(Point annotation dataset records)
..............................

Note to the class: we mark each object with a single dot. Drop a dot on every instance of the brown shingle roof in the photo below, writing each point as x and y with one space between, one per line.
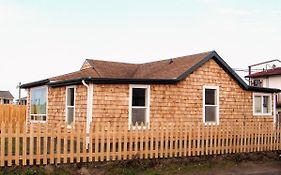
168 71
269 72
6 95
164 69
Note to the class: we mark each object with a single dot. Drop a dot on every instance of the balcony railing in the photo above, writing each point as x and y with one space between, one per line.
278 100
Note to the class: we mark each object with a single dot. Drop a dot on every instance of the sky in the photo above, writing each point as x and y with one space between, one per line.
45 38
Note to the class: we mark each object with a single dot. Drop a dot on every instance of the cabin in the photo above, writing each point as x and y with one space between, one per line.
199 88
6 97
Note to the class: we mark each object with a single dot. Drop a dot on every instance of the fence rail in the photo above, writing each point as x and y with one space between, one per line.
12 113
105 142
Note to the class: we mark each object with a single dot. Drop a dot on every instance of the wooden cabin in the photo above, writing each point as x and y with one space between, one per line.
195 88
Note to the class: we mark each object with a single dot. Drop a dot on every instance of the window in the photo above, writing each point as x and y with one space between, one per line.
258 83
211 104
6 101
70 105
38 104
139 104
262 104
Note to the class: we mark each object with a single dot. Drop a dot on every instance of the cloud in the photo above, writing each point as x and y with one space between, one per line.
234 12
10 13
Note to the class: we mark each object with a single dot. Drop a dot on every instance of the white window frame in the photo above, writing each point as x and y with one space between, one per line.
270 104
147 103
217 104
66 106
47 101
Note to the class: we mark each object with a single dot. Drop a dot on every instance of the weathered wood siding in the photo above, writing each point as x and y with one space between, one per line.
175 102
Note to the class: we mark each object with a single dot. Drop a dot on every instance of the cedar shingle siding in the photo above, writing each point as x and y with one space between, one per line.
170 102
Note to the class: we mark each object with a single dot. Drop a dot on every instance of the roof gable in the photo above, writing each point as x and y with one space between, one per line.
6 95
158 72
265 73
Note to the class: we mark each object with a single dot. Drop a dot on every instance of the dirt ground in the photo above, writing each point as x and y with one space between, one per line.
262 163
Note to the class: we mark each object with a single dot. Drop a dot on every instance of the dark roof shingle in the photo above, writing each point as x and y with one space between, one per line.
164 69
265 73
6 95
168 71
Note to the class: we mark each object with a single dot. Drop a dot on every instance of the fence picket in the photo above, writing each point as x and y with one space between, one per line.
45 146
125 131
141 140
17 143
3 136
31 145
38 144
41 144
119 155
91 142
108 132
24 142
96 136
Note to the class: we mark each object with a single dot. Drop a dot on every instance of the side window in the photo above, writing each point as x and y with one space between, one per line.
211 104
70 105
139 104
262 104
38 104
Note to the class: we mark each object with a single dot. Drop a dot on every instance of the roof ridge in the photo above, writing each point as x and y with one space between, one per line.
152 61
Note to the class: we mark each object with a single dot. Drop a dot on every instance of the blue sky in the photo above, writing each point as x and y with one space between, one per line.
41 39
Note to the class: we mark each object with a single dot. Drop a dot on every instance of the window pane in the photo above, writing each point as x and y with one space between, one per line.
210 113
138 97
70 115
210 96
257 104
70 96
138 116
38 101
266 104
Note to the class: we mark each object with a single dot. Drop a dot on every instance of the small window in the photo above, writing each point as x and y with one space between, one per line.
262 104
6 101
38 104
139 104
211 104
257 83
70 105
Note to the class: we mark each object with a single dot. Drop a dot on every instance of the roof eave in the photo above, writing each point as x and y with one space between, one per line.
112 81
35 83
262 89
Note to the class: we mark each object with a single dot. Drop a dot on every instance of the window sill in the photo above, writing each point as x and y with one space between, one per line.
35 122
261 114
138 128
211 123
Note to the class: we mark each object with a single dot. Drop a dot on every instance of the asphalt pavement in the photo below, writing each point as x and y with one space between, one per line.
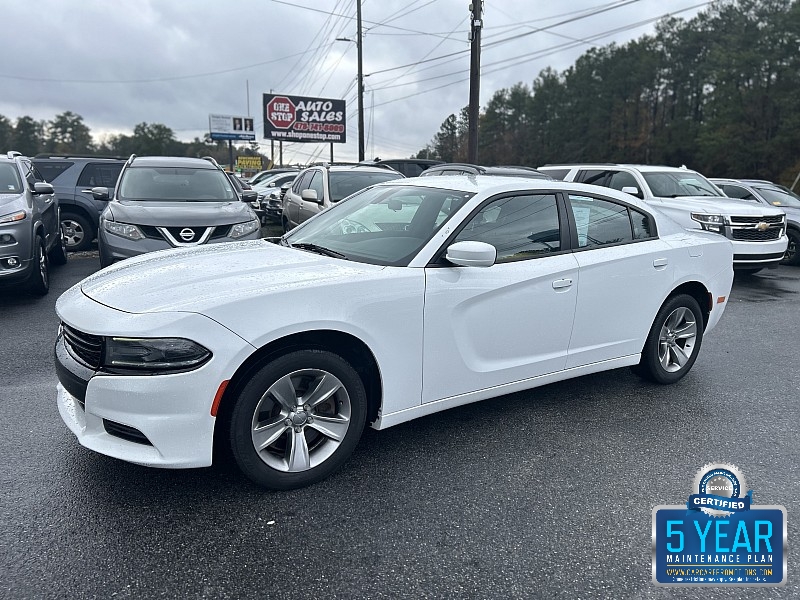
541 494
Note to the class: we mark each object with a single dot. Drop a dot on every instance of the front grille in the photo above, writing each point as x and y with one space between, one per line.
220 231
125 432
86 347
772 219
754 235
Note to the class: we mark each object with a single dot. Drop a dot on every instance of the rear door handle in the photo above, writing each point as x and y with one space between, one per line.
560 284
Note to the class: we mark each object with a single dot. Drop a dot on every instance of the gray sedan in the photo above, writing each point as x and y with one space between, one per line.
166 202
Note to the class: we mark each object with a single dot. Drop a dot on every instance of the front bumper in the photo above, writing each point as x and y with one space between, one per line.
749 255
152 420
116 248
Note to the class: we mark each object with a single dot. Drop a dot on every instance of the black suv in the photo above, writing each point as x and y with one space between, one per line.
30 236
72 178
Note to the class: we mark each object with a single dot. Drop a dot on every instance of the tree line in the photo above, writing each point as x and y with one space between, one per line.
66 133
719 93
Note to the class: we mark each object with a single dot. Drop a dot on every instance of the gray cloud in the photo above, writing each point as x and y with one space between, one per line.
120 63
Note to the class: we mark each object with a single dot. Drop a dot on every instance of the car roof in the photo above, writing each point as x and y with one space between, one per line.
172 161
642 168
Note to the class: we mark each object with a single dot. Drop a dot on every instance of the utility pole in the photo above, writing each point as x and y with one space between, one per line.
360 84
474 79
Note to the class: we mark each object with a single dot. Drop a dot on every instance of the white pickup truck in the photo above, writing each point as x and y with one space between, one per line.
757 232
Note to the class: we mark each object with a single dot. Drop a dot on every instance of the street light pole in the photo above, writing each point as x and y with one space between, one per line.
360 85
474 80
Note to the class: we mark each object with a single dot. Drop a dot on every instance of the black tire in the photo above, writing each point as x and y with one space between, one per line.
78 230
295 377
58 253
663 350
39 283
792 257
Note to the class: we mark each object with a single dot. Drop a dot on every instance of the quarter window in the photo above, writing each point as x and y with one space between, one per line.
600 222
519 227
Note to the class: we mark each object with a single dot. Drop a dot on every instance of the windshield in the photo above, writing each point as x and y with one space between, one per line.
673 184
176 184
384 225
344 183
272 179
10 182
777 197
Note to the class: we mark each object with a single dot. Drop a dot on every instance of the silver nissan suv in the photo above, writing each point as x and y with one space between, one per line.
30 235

..............................

◆ **INSTRUCTIONS TO FOLLOW**
Pictures are not part of the copy; reproduce everything else in the records exactly.

◆ **ANSWER TO THIS TASK**
Note to the class: we mark each object with a single dot. Drop a dot on every instance of the brown shingle roof in the photo below, writing each point as x and y with one space between, one per line.
168 71
269 72
6 95
164 69
Note to the class: we mark each object with a single dot. Drop a dot on every instance of the balcony railing in the photo above, writing each point as x and y with one space between, one per line.
278 100
Note to the class: we mark each object with a single dot. Drop a dot on every instance of the sky in the photo above, writing each point as x and y with one space between, one per line.
45 38
Note to the class: we mark each object with a single dot. Drop a dot on every instance of the cabin in the photo above, writing each point as x and y with one space between, one per line.
199 88
6 97
Note to the class: we mark each object with a single dot. Drop a dot on every instance of the fence rail in the photo above, writing each point as x and y with one space between, one per line.
12 113
105 142
Note to the class: we mark each object with a single dot. Drop a dot on every instance of the wooden cabin in the photo above, writing each point as x and y with one space between, one per line.
195 88
Note to the class: we mark each object with a single dot. Drop a dot on every instance of the window in the photo above, writing each point as x and y with one space between, one per line.
258 83
211 104
6 101
70 105
38 104
139 104
262 104
Note to the class: we mark each object with a single dot. Drop a dot on every instance of the cloud in the photo above, writing each point as x and y with one space between, one per line.
234 12
10 13
Note to the class: we mark each object with a single dot. Drop a dot on every instance of the white window frame in the photo above, writing each point as x and y with one space between, one per line.
270 104
147 103
217 104
66 106
47 101
Note to the class: we mark each object with a single dot. Drop a dot on every instance of the weathered wood siding in the photo above, writing each point as x and y with one space between, one per line.
175 102
Note to the class: we mark each object with a single dot. Drop a dot on every instance of the cedar shingle siding in the photo above, writing each point as x and y with one space between, one per line.
170 102
Note to the class: we mark each object with a single dot. Drop a dot on every instance of the roof gable in the photo above, writing each point as x and y with one space between, one per line.
6 95
158 72
265 73
Note to the class: we mark each object with a single dot. Drop a dot on every instance of the dirt ground in the photo above, writing each point as x and y with one space between, one per line.
262 163
Note to the class: we mark each object with a single dot. Drop a dot on every instance of the dark roof shingle in the photo above, writing each point as x and y with one space between, one per line.
164 69
265 73
6 95
168 71
Note to the class: we mark each object with a single dot. Drop a dot on every instance of the fence picket in the photo above, writing each point as x and y with one space between, one per line.
45 146
125 131
141 140
17 143
3 136
31 145
38 144
41 144
119 155
91 142
108 132
24 142
96 136
Note to the class: we mark each object with a single dot. Drop a dot on every instance of the side window in the photo above, writing each point as x and y with one space between, one per line.
211 104
70 105
139 104
262 104
38 104
Note to the class: we mark each object with a single dot. Drop a dot on every instance of the roof ridge in the photo above, writing each point as x and y with one space between, one per line.
152 61
Note to the class: we mark each object with a single dot. Drop a dot on every instance of the blue sky in the photo above, writing each point as x and y with one space between, one per line.
41 39
Note to the class: we mark each object with a single dot. Drop a dot on every instance of the window pane in the photo above, writing each point as x and y with one space between, one per line.
210 113
138 97
70 115
210 96
257 104
70 96
138 116
38 101
266 104
Note to the class: we mark each object with a single dot. Drop a dot on every instance of the small window in the photo above, writing each point as x and y with one space between, one per line.
262 104
6 101
38 104
139 104
211 104
257 83
70 105
Note to the class: we mark each object with a single dot. Drop a dot on every instance of the roof eave in the photo above, writing each point as x and y with one space between, one per line.
112 81
35 83
262 89
Note to the class: we mark each object with a single dot. Drop a dot on every instance of the window sill in the photo above, writing each point as x and y with one space between, one per line.
35 122
261 114
138 128
211 123
Note to the class: we mark each object with a single dot. Drop a dot on every instance of the asphalt pavement in the photo below, writing each point as x and y with one space between, one per line.
541 494
Note to the class: we mark each object with a single dot. Drop a dot on every instance of the front grille in the photo above, writing each point as x and y with one space between, one per line.
220 231
125 432
86 347
772 219
754 235
Note to the class: we mark each object with a single dot. Drop a dot on every instance of the rear door handle in the photo above, writing each point as x and y with one space between, one per line.
560 284
Note to the class: we mark each object with a single dot. Drop a dot on every instance of the gray sedan in the photo above, writing each point as x and y with one space between, one per line.
166 202
Note to the class: we mark each object with a single dot. Drop a dot on every instance of the front bumper in the photo above, writing each point as x and y with one space between, one per line.
749 255
152 420
116 248
Note to the class: we mark each object with a single dot. Drop a dot on every instance of the black suv in the photo above, writing each point as x and y with one space between, one per line.
30 236
72 178
Note to the class: we mark each object with a single dot. Drop a dot on every instance of the tree line in the photo above, writing each point as x and y with one space between, one per line.
66 133
719 93
Note to the class: we mark each object with a single dot. Drop a dot on every instance of the gray cloud in the photo above, writing each point as x and y with one space between, one per line.
120 63
Note to the class: we mark each object with a single dot. Drop a dot on every instance of the car roof in the photo above, writing each point as x and y with one space between, one per line.
172 161
642 168
Note to the class: we mark each object with a single dot. Drop a dot on every instance of the utility pole in the photo above, writing each point as x and y with one space between, one per line.
360 84
474 79
Note to the class: we mark each object with a single dot. Drop a dot on every instance of the white pickup truck in the photo above, writing each point as x and y with one space between, one per line.
757 232
Note to the class: we mark each object with a single dot. Drop a dot on every instance of the street light pole in the photo above, writing each point as x and y with one space between, one per line.
360 85
474 80
Note to the class: we mark each object with a single dot. Drop a dot on every instance of the black tire in the photo above, writing each point as x and y with one space between, one per line.
78 230
295 377
58 253
663 350
39 283
792 257
Note to the class: we mark each object with a single dot. Drop a dot on every instance of the quarter window in the photo above, writing each point as x and y with one space between, one per line.
600 222
519 227
Note to the class: we mark each object with a single dot. Drop a dot on every instance of the windshield in the photo above, writing each point as x and y with one space between, one per line.
673 184
176 184
384 225
344 183
272 179
10 182
777 197
Note to the class: we mark each object with a single dot. Drop a dot on every instance of the silver nissan suv in the photo above, writing each point as x and y with one space between, one per line.
30 235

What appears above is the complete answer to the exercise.